Esto significa una verdadera revolución en relación con los paradigmas anteriores, a saber: el artista artesano, el artista financiado por un mecenas, el artista bohemio independiente, el artista al que se le reconoce una especial capacitación.
El tema sobre el que el autor de este libro fija sus análisis es el de la relación actual entre el arte y el dinero. Un dinero que abunda en el mundo del arte pero que no va a parar a los artistas, cuyos ingresos casi nunca dan para llevar una vida decente.
Según las estadísticas, entre las treinta primeras categorías profesionales los artistas ocupan el cuarto puesto empezando por abajo en ingresos medios, por delante sólo de los trabajadores dedicados al cuidado de niños y a la preparación y servicio de alimentos, por detrás incluso de conserjes y criadas. Y eso sin contar las condiciones laborales: no hay salario ni pensión, ni prestación médica, ni baja por enfermedad, ni vacaciones ni fines de semana.

════════════════

▶ [Qué hacer]
a: Responde estas preguntas según el fragmento sobre el arte y el dinero:
(i) ¿Qué paradigmas anteriores del artista enumera?
(ii) ¿En qué tema centra sus análisis el autor del libro?
(iii) ¿Qué puesto ocupan los artistas en ingresos medios entre las treinta primeras categorías profesionales?
b: Prosigue el fragmento sobre el arte y el dinero a partir de su última oración.

▶ [Material extraído]
════════════════

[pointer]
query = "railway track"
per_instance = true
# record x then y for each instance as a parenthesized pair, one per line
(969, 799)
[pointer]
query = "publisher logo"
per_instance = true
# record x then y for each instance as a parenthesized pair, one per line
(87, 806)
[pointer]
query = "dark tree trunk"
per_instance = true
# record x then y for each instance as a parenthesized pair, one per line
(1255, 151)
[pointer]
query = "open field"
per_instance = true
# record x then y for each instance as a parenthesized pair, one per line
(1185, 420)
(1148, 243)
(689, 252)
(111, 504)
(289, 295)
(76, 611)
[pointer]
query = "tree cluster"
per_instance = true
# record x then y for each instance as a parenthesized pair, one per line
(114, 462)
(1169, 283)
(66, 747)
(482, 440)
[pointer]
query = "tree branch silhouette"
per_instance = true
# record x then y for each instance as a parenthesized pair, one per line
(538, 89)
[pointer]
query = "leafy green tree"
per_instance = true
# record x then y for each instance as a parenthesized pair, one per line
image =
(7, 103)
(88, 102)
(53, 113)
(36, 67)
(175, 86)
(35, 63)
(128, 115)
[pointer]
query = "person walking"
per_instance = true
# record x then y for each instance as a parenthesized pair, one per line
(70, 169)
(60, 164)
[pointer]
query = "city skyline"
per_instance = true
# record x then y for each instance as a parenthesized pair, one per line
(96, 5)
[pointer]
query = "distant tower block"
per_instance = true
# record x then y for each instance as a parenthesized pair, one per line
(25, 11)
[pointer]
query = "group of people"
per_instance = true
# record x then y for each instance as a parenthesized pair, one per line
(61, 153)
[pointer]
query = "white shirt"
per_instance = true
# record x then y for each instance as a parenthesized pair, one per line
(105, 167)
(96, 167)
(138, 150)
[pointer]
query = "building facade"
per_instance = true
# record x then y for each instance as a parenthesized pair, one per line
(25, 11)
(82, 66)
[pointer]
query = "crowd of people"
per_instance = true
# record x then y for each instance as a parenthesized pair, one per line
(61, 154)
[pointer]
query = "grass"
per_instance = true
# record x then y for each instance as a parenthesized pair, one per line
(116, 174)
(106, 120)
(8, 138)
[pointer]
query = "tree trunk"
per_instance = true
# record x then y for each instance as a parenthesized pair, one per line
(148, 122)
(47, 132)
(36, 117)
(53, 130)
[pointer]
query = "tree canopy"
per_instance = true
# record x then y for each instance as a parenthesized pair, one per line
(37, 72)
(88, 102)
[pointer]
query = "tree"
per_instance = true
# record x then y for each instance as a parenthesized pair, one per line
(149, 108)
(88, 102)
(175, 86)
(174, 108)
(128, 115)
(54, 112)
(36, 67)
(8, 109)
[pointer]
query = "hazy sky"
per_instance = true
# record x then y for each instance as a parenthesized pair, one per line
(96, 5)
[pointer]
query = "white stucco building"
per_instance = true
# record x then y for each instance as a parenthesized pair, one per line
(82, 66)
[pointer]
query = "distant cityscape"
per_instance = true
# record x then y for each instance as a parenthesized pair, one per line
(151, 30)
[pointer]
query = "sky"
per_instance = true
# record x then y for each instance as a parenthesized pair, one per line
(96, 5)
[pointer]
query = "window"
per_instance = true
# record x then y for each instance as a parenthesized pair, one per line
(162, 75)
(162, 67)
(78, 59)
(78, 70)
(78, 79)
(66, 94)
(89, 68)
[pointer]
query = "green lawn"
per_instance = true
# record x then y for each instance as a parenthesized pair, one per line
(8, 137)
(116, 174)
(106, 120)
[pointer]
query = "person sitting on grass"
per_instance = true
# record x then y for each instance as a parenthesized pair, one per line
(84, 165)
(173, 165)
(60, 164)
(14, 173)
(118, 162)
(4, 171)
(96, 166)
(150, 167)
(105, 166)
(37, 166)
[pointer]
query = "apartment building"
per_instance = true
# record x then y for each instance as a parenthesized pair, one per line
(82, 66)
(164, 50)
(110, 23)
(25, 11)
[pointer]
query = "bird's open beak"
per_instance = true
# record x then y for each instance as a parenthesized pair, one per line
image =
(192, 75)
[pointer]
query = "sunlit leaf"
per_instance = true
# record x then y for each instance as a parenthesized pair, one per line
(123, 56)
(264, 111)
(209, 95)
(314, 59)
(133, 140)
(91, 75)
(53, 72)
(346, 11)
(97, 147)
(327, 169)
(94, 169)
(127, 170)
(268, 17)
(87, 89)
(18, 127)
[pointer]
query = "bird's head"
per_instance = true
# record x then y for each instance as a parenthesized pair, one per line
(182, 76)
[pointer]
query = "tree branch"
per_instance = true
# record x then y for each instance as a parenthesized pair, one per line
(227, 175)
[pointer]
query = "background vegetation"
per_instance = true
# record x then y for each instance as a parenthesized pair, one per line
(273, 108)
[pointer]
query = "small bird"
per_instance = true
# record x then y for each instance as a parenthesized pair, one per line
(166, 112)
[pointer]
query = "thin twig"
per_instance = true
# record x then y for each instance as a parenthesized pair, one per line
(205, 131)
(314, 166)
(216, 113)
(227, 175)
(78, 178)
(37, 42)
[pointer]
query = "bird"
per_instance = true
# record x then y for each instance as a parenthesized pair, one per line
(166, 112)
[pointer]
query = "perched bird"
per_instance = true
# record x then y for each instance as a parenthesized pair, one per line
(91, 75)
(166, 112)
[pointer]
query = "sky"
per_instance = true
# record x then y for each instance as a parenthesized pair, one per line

════════════════

▶ [Resultados]
a:
(i) El artista artesano, el artista financiado por un mecenas, el artista bohemio independiente y el artista al que se le reconoce una especial capacitación.
(ii) En la relación actual entre el arte y el dinero.
(iii) El cuarto puesto empezando por abajo.

b:
Sin embargo los artistas tienen gastos y pagan impuestos. Ya no existe la idea del arte ajena al dinero, la del bohemio independiente o la del genio solitario. A pesar de las penurias, los artistas perseveran porque su independencia y su realización valen más para ellos que la riqueza, pero este no debiera ser un motivo para no pagarles y sin embargo la industria se aprovecha de esta situación.
La gran mayoría de quienes buscan convertirse en artistas no tienen éxito, que casi siempre llega con fecha de caducidad, y los que ganan dinero con sus obras generalmente obtienen cantidades ínfimas.
Al dinero, además, no le gusta el arte profesional, prefiere el amateur, que es más barato, cuando no gratuito. Al artista se le pide que trabaje a cambio de nada o «para ganar visibilidad», la excusa más repetida. Lo ideal es que trabaje por amor al arte.
A menudo se afirma que si el artista es bueno y trabaja lo suficiente tendrá éxito, pero eso no es cierto, porque factores como los contactos y la suerte son determinantes para tener éxito. Se condiciona el triunfo del artista a un golpe de suerte, algo que no necesitan los médicos o los fontaneros. Se trata de un mito que permite al artista engañarse a sí mismo y culpabilizarse en el caso de no tener éxito, mientras libera al mercado de responsabilidad.
En relación con éste, el artista se siente explotado de múltiples formas, desde el pago insuficiente hasta el robo a través de la piratería y los derechos de autor. Y también de la autoedición, un método por el que, en lugar de invertir en los artistas, la industria cultural les invita a que inviertan en sí mismos, para luego elegir a los triunfadores.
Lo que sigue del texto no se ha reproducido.